• [Your objective]
Restate all of the entries verbatim.

• [The records]
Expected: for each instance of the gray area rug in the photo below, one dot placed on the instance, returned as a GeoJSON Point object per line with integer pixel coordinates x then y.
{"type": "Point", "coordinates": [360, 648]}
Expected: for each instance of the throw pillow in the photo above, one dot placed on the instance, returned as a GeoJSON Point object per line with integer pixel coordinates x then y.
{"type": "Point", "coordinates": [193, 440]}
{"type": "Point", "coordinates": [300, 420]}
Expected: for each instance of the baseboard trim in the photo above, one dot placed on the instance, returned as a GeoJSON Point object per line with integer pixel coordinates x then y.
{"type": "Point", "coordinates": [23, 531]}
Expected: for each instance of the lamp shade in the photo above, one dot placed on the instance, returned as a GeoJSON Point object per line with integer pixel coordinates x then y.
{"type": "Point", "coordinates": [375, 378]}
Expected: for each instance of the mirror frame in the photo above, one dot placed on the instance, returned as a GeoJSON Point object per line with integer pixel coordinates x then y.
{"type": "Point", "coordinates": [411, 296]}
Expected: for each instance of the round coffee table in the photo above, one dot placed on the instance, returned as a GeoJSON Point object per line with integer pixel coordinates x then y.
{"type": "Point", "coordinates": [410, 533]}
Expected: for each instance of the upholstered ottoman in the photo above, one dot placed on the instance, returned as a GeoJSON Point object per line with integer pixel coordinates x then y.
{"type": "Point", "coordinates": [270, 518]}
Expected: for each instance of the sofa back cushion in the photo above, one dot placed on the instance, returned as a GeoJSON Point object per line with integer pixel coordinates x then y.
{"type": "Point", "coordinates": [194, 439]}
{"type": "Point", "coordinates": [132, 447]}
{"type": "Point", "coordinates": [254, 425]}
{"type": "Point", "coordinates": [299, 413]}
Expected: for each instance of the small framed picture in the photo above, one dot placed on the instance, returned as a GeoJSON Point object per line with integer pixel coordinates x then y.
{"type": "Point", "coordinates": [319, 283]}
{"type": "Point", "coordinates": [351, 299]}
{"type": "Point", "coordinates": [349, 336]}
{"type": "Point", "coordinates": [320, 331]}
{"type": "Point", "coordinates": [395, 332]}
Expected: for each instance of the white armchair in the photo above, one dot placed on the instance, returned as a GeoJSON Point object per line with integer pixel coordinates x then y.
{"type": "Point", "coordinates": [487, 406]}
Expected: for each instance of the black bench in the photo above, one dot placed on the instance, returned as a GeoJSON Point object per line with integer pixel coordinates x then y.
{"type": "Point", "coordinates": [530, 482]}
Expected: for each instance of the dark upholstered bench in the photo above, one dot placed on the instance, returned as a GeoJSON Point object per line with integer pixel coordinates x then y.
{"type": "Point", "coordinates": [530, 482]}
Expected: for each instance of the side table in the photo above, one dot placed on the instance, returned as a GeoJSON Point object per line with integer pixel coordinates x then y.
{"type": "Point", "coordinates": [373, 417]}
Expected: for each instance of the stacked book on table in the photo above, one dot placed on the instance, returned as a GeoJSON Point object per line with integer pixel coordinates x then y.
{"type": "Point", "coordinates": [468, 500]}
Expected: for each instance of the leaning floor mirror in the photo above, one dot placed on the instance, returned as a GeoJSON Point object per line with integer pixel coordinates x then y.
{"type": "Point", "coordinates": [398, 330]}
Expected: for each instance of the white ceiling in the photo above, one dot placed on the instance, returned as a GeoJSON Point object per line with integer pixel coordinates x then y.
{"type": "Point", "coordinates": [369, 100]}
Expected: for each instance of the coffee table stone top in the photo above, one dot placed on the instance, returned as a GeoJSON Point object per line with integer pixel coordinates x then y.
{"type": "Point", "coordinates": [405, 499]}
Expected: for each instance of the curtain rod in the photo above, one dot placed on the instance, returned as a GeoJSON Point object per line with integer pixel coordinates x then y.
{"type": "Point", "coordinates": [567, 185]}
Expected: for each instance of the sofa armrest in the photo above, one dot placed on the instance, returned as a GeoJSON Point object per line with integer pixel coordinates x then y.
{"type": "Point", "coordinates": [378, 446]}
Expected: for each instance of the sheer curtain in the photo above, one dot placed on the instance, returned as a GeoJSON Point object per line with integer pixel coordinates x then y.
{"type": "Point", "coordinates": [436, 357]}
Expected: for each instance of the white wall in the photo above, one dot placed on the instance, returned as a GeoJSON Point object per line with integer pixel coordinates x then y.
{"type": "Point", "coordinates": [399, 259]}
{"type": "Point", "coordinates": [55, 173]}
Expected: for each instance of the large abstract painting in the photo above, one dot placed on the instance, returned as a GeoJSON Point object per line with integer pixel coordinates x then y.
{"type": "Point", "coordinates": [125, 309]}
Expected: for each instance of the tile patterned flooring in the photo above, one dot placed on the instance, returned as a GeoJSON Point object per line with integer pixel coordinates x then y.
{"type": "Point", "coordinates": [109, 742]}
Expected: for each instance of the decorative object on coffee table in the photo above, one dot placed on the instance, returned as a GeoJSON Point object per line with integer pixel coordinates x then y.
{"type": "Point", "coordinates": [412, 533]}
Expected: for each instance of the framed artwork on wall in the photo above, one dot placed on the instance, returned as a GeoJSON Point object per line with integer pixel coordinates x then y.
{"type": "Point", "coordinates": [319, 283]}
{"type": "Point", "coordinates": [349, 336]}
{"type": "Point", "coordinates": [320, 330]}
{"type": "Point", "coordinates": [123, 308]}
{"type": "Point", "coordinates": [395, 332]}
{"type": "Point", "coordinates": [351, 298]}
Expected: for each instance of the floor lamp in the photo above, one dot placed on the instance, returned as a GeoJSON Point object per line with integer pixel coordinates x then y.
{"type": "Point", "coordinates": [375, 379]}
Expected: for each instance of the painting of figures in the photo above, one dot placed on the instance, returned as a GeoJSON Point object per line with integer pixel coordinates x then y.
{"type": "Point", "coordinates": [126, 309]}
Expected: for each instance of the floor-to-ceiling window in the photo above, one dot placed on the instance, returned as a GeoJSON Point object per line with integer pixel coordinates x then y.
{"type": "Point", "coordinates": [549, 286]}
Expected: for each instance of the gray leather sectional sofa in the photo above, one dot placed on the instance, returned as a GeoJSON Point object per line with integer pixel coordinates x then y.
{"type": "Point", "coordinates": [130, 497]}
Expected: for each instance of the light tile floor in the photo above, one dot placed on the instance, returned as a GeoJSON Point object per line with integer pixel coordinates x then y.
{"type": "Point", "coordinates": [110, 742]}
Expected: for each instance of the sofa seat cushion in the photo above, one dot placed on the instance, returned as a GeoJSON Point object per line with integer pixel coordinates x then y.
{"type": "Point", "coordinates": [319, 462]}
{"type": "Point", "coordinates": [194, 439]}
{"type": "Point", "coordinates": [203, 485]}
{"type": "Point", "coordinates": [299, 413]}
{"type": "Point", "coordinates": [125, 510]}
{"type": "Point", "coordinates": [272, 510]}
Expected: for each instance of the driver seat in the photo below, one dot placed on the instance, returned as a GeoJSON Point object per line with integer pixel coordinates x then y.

• [Your solution]
Expected: for each instance of the gray area rug in the photo below, one dot placed on the instance, returned as a GeoJSON Point object per line with integer pixel coordinates x then y.
{"type": "Point", "coordinates": [360, 648]}
Expected: for each instance of the throw pillow in the photo above, one dot placed on the instance, returned as a GeoJSON Point object per line with integer pixel coordinates x then y.
{"type": "Point", "coordinates": [193, 440]}
{"type": "Point", "coordinates": [300, 420]}
Expected: for each instance of the baseboard trim in the photo above, one dot placed on the instance, returned as a GeoJSON Point object per line with integer pixel coordinates x then y.
{"type": "Point", "coordinates": [23, 531]}
Expected: for each instance of the lamp shade in the photo above, one dot placed on the instance, returned as a GeoJSON Point object per line with integer pixel coordinates x then y.
{"type": "Point", "coordinates": [375, 378]}
Expected: for each instance of the mirror frame in the photo above, one dot placed on the instance, returned as a GeoJSON Point object per line with integer pixel coordinates x then y.
{"type": "Point", "coordinates": [411, 296]}
Expected: for each instance of the round coffee table in the photo above, one dot placed on the instance, returned as a GeoJSON Point object per line with integer pixel coordinates x then y.
{"type": "Point", "coordinates": [410, 533]}
Expected: for each instance of the upholstered ottoman in the photo above, one dot placed on the instance, returned as a GeoJSON Point object per line with integer pixel coordinates x then y.
{"type": "Point", "coordinates": [270, 518]}
Expected: for each instance of the sofa back cushion in the photo above, one dot placed on the instance, returned as a GeoJSON Point object per line with integer pixel coordinates x then y.
{"type": "Point", "coordinates": [194, 439]}
{"type": "Point", "coordinates": [132, 447]}
{"type": "Point", "coordinates": [254, 425]}
{"type": "Point", "coordinates": [299, 413]}
Expected: for each instance of the small framed picture in the photo above, one dot placed on the instance, returned as a GeoJSON Point object per line with integer pixel coordinates x then y.
{"type": "Point", "coordinates": [319, 283]}
{"type": "Point", "coordinates": [351, 299]}
{"type": "Point", "coordinates": [349, 336]}
{"type": "Point", "coordinates": [320, 331]}
{"type": "Point", "coordinates": [395, 332]}
Expected: for each instance of the white armchair in the photo above, one dot placed on the instance, returned as a GeoJSON Point object per line with integer pixel coordinates x then y.
{"type": "Point", "coordinates": [487, 406]}
Expected: for each instance of the black bench in the photo above, one dot placed on the instance, returned as a GeoJSON Point object per line with integer pixel coordinates x then y.
{"type": "Point", "coordinates": [530, 482]}
Expected: for each instance of the dark upholstered bench in the photo above, one dot placed on the instance, returned as a GeoJSON Point object per line with integer pixel coordinates x then y.
{"type": "Point", "coordinates": [530, 482]}
Expected: for each instance of the side table in the photo above, one dot placed on the instance, returned as a GeoJSON Point object per line with integer pixel coordinates x then y.
{"type": "Point", "coordinates": [373, 417]}
Expected: for each instance of the stacked book on table in the photo above, one dot placed on the instance, returned as a GeoJSON Point object per line with integer pixel coordinates x then y.
{"type": "Point", "coordinates": [468, 500]}
Expected: for each instance of the leaning floor mirror in the photo above, one dot placed on the instance, returned as a GeoJSON Point object per line with integer pixel coordinates x then y.
{"type": "Point", "coordinates": [398, 330]}
Expected: for each instance of the white ceiling in the photo above, one dot placed on the instance, returned as a GeoJSON Point object per line with integer pixel coordinates x then y.
{"type": "Point", "coordinates": [369, 100]}
Expected: for each instance of the coffee table stone top in the photo above, one dot placed on the instance, returned as a GeoJSON Point object per line with integer pixel coordinates x then y.
{"type": "Point", "coordinates": [405, 499]}
Expected: for each instance of the curtain rod in the photo above, one dot placed on the instance, returned as a GeoJSON Point object per line with integer pixel coordinates x then y.
{"type": "Point", "coordinates": [567, 185]}
Expected: for each instance of the sofa armrest in the photo above, one dot placed on the instance, returned as a GeoJSON Point object per line with integer pixel coordinates x then y.
{"type": "Point", "coordinates": [378, 446]}
Expected: for each instance of the sheer curtain in the photo above, one dot placed on the instance, returned as a GeoJSON Point object per line with integer pixel coordinates x then y.
{"type": "Point", "coordinates": [436, 357]}
Expected: for each instance of the white wall in the photo above, one dot placed on the instance, returned as a GeoJSON Point object per line with integer pixel coordinates x then y.
{"type": "Point", "coordinates": [399, 259]}
{"type": "Point", "coordinates": [55, 173]}
Expected: for each instance of the large abstract painting in the photo above, one dot placed on the instance, returned as a GeoJSON Point object per line with integer pixel coordinates x then y.
{"type": "Point", "coordinates": [125, 309]}
Expected: for each instance of the tile patterned flooring in the photo above, one dot placed on the instance, returned as a GeoJSON Point object per line with integer pixel coordinates x then y.
{"type": "Point", "coordinates": [109, 742]}
Expected: for each instance of the decorative object on coffee table in the photo above, one dot placed on the instance, returned as a GeoJSON Point object per line with integer pixel coordinates x then y.
{"type": "Point", "coordinates": [412, 533]}
Expected: for each instance of the framed artwork on wall in the photo above, one dot placed on the instance, returned as a GeoJSON Point object per line with integer pixel coordinates x then y.
{"type": "Point", "coordinates": [319, 283]}
{"type": "Point", "coordinates": [349, 336]}
{"type": "Point", "coordinates": [320, 330]}
{"type": "Point", "coordinates": [123, 308]}
{"type": "Point", "coordinates": [395, 332]}
{"type": "Point", "coordinates": [351, 298]}
Expected: for each instance of the floor lamp in the photo above, one dot placed on the instance, returned as a GeoJSON Point object per line with integer pixel coordinates x then y.
{"type": "Point", "coordinates": [375, 379]}
Expected: for each instance of the painting of figures in the photo above, one dot placed on the instance, returned as a GeoJSON Point object per line with integer pixel coordinates x then y.
{"type": "Point", "coordinates": [126, 309]}
Expected: for each instance of the floor-to-ceiling window in the photo above, one dot placed on the instance, returned as a GeoJSON Point object per line with integer pixel coordinates x then y.
{"type": "Point", "coordinates": [549, 286]}
Expected: for each instance of the gray leather sectional sofa in the photo above, one dot placed on the instance, returned as a GeoJSON Point object per line with integer pixel coordinates x then y.
{"type": "Point", "coordinates": [130, 497]}
Expected: for each instance of the light tile floor in the photo above, one dot placed on the instance, returned as a GeoJSON Point object per line with integer pixel coordinates x then y.
{"type": "Point", "coordinates": [110, 742]}
Expected: for each instance of the sofa seat cushion in the photo above, one dot placed on the instance, returned as a GeoJSON Point object per line with integer pixel coordinates x then y.
{"type": "Point", "coordinates": [319, 462]}
{"type": "Point", "coordinates": [194, 439]}
{"type": "Point", "coordinates": [203, 485]}
{"type": "Point", "coordinates": [299, 413]}
{"type": "Point", "coordinates": [125, 510]}
{"type": "Point", "coordinates": [272, 510]}
Expected: for each instance of the driver seat in the photo below, one dot placed on the instance, returned as a GeoJSON Point object per line with integer pixel coordinates x then y.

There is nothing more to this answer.